Without the pictures, output the records below word for word.

= Beginning of Section =

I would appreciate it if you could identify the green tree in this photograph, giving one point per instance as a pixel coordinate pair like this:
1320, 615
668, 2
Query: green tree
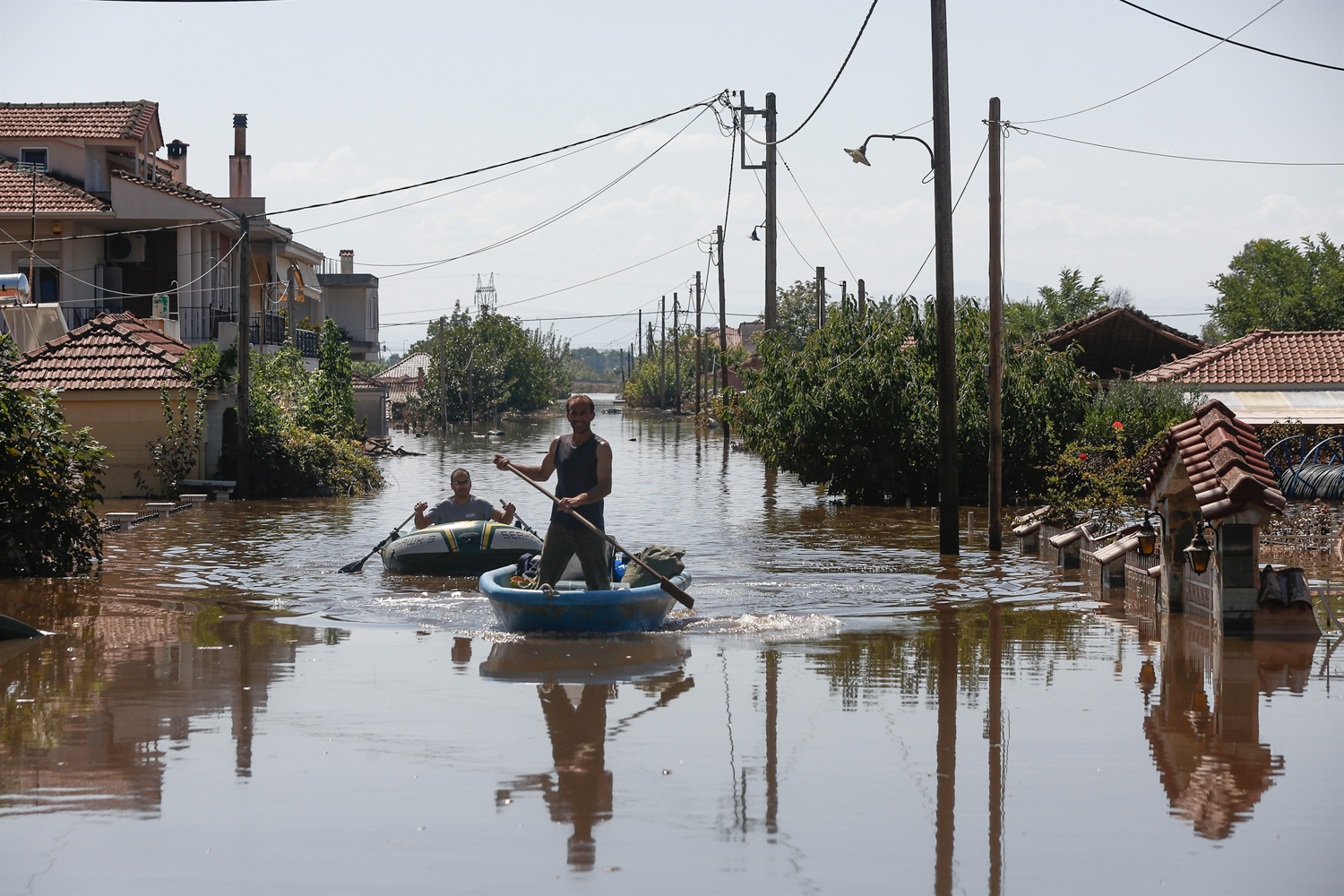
1072, 300
50, 481
1274, 285
857, 406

= End of Section =

= RESULT OF THE EXERCISE =
I would appreciate it if you could identify the green tree in this photograph, giving one point per instance as a pixel coordinate pair like this:
1320, 615
668, 2
Query: green tree
1072, 300
50, 481
1274, 285
857, 406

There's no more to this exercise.